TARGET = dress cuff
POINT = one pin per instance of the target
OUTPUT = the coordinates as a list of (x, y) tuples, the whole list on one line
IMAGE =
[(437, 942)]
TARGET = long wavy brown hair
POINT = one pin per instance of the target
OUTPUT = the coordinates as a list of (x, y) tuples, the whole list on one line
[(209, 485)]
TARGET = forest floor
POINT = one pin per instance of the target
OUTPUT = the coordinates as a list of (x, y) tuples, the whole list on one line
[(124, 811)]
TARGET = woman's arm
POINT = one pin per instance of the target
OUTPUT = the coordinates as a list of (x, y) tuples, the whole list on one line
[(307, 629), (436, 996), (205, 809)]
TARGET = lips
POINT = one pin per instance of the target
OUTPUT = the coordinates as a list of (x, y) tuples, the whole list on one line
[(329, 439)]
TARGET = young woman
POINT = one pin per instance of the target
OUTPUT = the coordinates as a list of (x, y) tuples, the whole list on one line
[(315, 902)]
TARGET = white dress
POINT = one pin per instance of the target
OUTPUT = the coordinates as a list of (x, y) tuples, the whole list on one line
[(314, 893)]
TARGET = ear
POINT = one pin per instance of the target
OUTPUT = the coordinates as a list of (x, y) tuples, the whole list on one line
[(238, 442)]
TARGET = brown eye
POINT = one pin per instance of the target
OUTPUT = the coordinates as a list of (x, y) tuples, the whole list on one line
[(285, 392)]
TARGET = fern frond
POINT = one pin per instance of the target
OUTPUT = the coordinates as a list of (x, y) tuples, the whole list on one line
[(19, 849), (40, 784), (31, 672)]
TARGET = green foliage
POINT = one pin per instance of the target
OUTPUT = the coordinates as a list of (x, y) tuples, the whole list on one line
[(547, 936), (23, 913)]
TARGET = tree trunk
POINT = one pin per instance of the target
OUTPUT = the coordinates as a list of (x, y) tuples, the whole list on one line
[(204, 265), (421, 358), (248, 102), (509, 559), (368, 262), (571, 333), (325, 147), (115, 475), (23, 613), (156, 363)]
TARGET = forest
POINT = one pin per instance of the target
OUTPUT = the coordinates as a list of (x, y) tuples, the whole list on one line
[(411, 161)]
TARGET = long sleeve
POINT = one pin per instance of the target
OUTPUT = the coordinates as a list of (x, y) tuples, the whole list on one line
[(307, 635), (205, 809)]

### Prompt
Reproduce the stretch from the start of the material through the line containing "[(307, 629), (436, 996), (205, 809)]", swapping "pin" for "marker" and leaving everything else as it is.

### Solved problem
TARGET = dress cuff
POINT = one marker per instance of the target
OUTPUT = the coordinates as a list of (x, y) tuples, the whole list on one line
IMAGE =
[(437, 942)]
TARGET = long wavy brown hair
POINT = one marker per instance of the target
OUTPUT = the coordinates as a list of (x, y) tuples, the whole list on one line
[(209, 485)]
TARGET = forest floor
POINT = one marker per instance of the target
OUTPUT = the coordinates as a list of (x, y) tuples, the whole list on one line
[(124, 811)]
TARGET = woman's arm
POINT = one marker per instance of the target
OUTPUT = the coordinates as a list of (x, y) tuples, the whole list on one line
[(307, 629), (436, 996), (205, 809)]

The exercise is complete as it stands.